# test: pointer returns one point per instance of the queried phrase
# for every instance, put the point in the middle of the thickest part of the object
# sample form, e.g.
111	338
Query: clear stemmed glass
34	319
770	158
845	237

++++

**作業内容**
上の各行を、"instance" を "occurrence" に置き換えて書き直してください。それ以外の部分は変更しないでください。

**演習解答**
# test: pointer returns one point per occurrence of the queried phrase
# for every occurrence, put the point in the middle of the thickest part of the object
# sample form, e.g.
111	338
Query: clear stemmed glass
34	319
770	158
845	237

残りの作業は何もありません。